## Problem statement
Find every line below that contains the word "wall", and copy each one out in full.

-----

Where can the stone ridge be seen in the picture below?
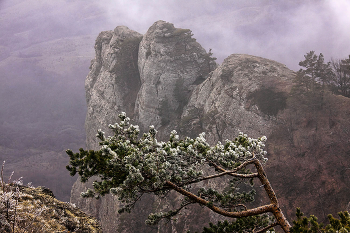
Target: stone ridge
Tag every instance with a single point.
(113, 81)
(169, 61)
(222, 105)
(167, 79)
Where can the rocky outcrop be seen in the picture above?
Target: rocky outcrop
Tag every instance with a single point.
(30, 209)
(244, 94)
(113, 81)
(173, 83)
(171, 63)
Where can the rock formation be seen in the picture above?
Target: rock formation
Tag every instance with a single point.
(167, 79)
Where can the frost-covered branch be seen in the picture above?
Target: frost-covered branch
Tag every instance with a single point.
(129, 165)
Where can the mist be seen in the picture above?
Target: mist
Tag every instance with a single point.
(46, 48)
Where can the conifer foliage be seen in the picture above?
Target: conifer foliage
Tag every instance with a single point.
(130, 166)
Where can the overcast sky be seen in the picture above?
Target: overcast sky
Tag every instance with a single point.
(46, 47)
(280, 30)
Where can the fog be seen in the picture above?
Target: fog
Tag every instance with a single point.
(46, 48)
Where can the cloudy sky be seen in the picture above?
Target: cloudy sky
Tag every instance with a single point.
(46, 47)
(280, 30)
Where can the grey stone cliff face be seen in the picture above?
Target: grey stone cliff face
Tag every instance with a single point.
(241, 95)
(113, 81)
(170, 61)
(165, 78)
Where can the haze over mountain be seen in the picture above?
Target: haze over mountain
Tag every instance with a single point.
(46, 48)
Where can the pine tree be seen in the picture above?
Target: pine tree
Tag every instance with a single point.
(129, 166)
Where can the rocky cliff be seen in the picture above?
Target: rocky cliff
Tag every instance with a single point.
(167, 79)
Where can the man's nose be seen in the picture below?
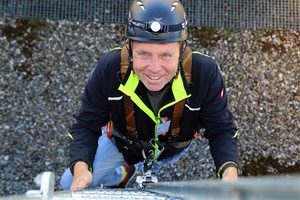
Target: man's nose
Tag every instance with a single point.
(155, 65)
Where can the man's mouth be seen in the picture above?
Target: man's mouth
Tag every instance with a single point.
(153, 77)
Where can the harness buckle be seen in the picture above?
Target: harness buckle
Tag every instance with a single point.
(153, 155)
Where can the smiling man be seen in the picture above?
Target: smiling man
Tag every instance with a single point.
(144, 115)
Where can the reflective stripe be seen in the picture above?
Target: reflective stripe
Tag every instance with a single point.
(192, 109)
(70, 135)
(237, 133)
(115, 98)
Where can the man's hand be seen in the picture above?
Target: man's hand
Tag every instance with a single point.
(230, 174)
(82, 177)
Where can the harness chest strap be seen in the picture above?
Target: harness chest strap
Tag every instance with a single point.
(178, 108)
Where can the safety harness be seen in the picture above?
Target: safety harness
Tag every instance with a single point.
(186, 63)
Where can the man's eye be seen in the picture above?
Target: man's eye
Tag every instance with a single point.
(166, 56)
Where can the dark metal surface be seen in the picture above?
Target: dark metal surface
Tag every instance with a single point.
(263, 188)
(258, 14)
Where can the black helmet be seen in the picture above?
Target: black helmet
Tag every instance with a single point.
(156, 21)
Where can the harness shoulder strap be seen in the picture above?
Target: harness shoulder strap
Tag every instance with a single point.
(178, 108)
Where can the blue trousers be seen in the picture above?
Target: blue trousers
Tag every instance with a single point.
(107, 164)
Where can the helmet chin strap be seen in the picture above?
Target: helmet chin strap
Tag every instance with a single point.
(182, 50)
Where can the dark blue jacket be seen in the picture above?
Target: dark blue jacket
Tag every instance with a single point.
(206, 108)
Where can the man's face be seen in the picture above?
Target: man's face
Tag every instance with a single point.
(155, 63)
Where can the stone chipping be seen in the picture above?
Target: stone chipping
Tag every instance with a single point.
(45, 64)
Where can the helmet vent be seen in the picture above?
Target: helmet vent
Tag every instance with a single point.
(174, 5)
(140, 3)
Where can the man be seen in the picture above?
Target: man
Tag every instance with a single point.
(107, 147)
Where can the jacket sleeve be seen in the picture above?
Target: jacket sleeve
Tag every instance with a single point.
(93, 114)
(216, 117)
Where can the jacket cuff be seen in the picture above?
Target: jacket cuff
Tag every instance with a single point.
(224, 166)
(71, 166)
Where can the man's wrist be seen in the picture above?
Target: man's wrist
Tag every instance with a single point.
(227, 165)
(80, 164)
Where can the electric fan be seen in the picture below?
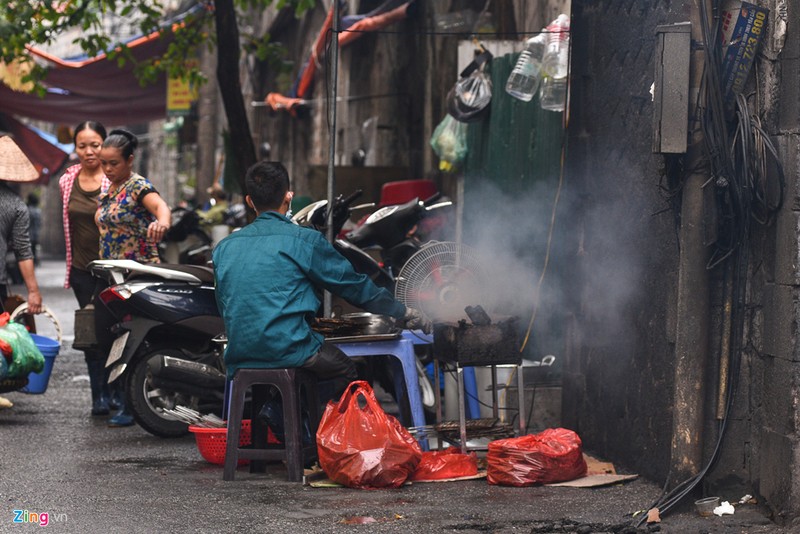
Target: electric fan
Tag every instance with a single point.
(441, 279)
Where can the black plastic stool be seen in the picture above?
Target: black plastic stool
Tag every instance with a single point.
(288, 382)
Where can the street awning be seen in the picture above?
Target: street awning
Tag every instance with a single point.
(46, 157)
(97, 88)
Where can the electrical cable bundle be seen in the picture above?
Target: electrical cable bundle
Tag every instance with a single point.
(736, 155)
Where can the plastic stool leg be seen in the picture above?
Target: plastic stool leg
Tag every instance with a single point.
(234, 427)
(471, 389)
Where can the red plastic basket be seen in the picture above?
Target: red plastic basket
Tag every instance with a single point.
(211, 442)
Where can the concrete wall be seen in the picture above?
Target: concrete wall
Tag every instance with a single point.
(775, 373)
(618, 388)
(618, 375)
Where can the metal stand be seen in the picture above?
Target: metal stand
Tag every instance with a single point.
(462, 424)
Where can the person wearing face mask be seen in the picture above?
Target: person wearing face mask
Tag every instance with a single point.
(131, 218)
(81, 186)
(268, 278)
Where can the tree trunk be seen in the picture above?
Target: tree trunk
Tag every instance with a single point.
(230, 88)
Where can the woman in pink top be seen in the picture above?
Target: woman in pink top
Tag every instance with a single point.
(81, 186)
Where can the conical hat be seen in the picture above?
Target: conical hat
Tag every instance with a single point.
(14, 164)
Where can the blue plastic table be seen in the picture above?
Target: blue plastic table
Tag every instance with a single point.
(402, 349)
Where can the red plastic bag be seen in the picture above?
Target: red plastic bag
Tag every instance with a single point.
(554, 455)
(363, 447)
(449, 463)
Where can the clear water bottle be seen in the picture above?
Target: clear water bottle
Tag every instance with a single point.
(555, 65)
(524, 79)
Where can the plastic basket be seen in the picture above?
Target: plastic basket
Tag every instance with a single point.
(211, 442)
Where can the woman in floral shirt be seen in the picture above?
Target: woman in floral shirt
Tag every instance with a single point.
(132, 218)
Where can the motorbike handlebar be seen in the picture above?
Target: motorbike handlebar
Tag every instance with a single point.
(428, 201)
(346, 201)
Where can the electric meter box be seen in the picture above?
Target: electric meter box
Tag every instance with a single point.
(671, 88)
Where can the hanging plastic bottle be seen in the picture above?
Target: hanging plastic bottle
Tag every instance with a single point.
(524, 79)
(555, 65)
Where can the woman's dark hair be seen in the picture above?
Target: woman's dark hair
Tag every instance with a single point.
(89, 125)
(125, 141)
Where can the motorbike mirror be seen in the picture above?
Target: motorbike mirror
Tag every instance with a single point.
(432, 199)
(438, 205)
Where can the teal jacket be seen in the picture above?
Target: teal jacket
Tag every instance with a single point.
(268, 280)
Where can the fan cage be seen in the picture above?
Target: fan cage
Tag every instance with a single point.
(441, 279)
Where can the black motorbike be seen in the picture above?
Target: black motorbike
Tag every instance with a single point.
(390, 231)
(166, 340)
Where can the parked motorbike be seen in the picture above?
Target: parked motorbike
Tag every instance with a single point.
(185, 242)
(167, 331)
(390, 229)
(165, 347)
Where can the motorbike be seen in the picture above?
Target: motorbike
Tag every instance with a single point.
(390, 230)
(185, 242)
(166, 340)
(166, 333)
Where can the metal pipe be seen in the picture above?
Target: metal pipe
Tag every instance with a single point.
(327, 300)
(725, 344)
(691, 339)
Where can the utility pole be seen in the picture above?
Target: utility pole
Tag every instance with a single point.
(691, 340)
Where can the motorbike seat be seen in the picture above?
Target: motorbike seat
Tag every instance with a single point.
(204, 274)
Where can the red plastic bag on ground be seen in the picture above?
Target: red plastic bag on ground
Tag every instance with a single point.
(449, 463)
(554, 455)
(360, 446)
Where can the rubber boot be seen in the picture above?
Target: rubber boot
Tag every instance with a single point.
(272, 415)
(98, 386)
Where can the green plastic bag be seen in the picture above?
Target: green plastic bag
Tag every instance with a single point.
(26, 357)
(449, 141)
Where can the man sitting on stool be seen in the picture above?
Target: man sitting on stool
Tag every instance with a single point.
(268, 278)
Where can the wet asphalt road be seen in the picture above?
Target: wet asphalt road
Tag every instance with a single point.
(57, 459)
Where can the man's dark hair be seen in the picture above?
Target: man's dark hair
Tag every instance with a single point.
(125, 141)
(267, 183)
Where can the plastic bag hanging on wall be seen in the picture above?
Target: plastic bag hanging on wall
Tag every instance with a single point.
(449, 142)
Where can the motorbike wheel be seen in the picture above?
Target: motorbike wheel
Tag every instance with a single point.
(147, 402)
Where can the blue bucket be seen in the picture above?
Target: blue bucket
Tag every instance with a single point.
(37, 382)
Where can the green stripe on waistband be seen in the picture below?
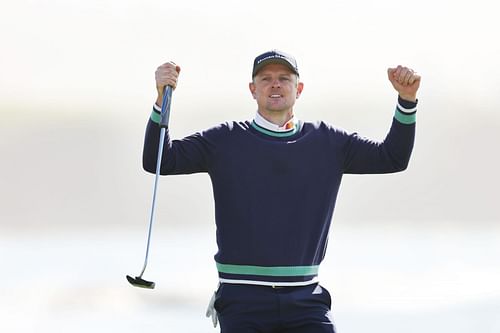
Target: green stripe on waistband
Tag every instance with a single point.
(405, 118)
(268, 271)
(155, 116)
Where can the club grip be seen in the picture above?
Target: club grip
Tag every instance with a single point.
(165, 106)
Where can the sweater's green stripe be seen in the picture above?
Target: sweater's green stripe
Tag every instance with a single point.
(276, 134)
(268, 271)
(156, 117)
(404, 118)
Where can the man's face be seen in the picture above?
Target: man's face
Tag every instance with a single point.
(275, 88)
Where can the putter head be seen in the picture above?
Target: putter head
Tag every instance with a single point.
(140, 282)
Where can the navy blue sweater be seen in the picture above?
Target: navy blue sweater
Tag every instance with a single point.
(275, 196)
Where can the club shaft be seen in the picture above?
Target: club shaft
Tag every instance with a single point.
(165, 115)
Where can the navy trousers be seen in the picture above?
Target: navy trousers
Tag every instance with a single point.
(262, 309)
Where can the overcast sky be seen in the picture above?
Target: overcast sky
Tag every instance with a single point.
(69, 68)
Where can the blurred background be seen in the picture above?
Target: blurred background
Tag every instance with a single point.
(416, 251)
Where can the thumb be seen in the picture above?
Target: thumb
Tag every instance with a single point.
(390, 72)
(177, 67)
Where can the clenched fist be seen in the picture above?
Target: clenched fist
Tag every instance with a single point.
(405, 81)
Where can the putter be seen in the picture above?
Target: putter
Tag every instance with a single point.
(138, 281)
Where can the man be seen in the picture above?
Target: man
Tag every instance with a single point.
(275, 180)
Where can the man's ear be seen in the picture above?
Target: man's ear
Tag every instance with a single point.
(251, 86)
(300, 87)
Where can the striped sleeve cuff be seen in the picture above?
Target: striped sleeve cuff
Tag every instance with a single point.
(156, 114)
(406, 111)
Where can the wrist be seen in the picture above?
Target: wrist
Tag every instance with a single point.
(408, 98)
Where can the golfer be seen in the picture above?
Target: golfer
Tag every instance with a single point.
(275, 181)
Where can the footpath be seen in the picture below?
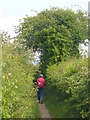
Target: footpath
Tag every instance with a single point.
(44, 113)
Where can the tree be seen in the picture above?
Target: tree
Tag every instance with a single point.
(56, 33)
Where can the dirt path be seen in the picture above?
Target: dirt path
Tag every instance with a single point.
(44, 113)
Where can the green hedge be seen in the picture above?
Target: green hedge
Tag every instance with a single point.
(68, 83)
(18, 93)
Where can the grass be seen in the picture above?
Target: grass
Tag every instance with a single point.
(57, 108)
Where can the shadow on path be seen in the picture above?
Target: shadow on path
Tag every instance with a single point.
(44, 113)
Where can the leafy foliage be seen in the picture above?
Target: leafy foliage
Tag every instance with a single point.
(18, 93)
(69, 80)
(56, 33)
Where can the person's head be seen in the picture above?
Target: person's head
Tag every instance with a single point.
(41, 75)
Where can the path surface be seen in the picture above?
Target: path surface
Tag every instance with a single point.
(44, 113)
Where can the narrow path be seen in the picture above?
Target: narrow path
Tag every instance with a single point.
(44, 113)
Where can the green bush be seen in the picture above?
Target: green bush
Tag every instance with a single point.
(69, 81)
(18, 93)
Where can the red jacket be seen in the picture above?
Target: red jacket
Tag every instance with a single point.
(41, 79)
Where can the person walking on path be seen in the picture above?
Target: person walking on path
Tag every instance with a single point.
(40, 86)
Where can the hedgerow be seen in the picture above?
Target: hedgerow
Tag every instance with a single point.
(18, 93)
(69, 80)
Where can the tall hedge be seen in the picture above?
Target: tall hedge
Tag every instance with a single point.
(69, 80)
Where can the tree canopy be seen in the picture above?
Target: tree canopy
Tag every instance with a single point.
(56, 33)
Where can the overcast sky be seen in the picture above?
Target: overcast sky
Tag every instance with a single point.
(13, 10)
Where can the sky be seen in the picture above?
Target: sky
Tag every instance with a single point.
(13, 10)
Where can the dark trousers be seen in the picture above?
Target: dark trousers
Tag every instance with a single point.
(40, 94)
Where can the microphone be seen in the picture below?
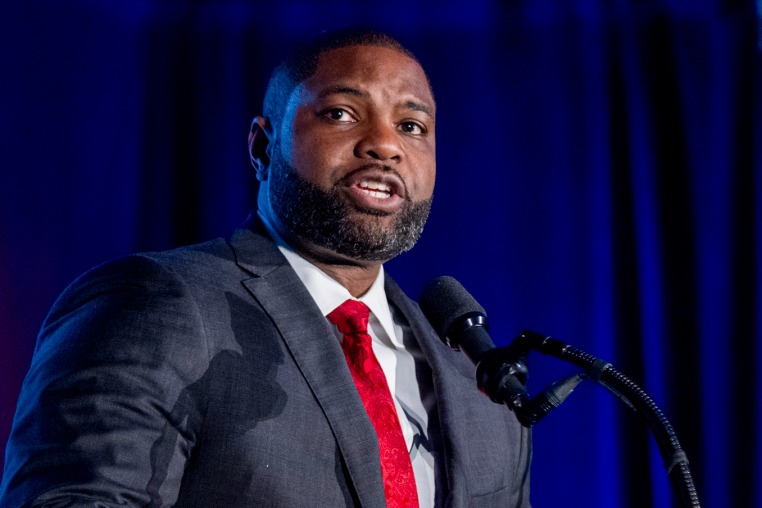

-----

## Task response
Where can the concrete wall be seen in the picture above?
Target: concrete wall
Where can the plastic bag hanging on wall be seen in the picture above?
Target: plastic bag hanging on wall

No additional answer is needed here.